Start of DATA FOR REVIEW

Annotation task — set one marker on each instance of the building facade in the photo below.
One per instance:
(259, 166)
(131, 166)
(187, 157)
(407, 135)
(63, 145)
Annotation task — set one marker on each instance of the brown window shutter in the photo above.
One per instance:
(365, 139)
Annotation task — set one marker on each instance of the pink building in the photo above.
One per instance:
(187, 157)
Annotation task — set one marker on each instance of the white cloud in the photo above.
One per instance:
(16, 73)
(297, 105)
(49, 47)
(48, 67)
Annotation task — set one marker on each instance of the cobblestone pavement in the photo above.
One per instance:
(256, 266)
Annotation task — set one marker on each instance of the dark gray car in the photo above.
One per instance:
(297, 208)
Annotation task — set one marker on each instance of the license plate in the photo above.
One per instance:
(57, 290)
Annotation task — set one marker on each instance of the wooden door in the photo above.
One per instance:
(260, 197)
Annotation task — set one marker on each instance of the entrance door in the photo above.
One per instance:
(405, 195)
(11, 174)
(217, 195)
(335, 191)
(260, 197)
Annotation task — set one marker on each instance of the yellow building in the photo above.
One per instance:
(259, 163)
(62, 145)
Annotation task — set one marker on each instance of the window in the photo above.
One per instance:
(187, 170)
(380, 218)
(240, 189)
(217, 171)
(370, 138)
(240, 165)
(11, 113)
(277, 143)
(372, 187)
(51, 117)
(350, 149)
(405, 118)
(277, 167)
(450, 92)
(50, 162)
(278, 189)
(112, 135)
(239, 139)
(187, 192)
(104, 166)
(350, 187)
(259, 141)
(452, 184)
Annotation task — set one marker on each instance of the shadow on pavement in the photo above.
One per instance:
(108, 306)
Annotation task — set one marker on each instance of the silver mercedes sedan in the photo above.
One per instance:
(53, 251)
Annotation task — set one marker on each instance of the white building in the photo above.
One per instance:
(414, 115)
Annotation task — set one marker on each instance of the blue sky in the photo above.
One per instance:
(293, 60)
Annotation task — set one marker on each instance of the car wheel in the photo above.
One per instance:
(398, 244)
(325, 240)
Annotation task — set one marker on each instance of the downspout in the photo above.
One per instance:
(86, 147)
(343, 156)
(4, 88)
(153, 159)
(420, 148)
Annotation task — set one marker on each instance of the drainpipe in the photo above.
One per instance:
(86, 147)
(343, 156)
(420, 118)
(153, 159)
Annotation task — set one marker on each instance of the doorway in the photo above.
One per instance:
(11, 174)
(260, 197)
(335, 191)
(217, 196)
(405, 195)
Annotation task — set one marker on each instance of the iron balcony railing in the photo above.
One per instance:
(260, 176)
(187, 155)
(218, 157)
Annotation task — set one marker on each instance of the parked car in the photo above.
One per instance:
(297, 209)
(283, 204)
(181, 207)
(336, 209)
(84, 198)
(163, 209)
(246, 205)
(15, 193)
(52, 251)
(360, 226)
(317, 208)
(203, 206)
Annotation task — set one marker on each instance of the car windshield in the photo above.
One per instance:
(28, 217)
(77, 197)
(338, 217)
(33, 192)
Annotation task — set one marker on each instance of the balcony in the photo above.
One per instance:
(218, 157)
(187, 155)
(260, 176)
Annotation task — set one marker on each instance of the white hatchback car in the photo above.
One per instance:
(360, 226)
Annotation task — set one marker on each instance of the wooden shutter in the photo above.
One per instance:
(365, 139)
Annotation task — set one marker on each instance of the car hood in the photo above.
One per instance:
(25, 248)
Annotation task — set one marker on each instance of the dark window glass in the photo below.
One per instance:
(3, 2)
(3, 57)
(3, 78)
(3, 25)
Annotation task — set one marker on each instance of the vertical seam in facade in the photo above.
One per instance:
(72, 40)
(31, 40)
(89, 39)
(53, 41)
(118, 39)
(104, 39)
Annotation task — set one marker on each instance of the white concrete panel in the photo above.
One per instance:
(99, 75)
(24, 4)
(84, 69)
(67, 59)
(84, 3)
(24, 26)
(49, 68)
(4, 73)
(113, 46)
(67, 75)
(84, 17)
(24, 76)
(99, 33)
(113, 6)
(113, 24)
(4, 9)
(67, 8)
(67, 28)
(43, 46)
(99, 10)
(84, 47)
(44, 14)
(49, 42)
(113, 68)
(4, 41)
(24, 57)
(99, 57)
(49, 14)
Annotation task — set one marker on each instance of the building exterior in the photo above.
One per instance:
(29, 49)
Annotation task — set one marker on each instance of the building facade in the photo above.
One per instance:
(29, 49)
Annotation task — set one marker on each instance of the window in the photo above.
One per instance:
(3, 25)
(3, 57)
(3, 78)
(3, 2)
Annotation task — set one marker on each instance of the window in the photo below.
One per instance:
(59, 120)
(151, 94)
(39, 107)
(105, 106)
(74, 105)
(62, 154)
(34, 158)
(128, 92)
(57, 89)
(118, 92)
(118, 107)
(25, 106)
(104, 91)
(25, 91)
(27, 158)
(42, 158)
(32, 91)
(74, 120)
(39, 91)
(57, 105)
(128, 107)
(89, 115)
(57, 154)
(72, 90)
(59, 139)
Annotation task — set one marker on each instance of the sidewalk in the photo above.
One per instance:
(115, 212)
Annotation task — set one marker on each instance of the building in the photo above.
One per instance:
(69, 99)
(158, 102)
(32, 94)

End of DATA FOR REVIEW

PROBLEM REQUIREMENTS :: Could you filter the entries above for lines holding the string "balcony" and copy them?

SOLUTION TO THE PROBLEM ::
Annotation task — set one marker on each instance of the iron balcony railing in the photo above.
Annotation task — set one marker on each instance of the balcony in the photo above.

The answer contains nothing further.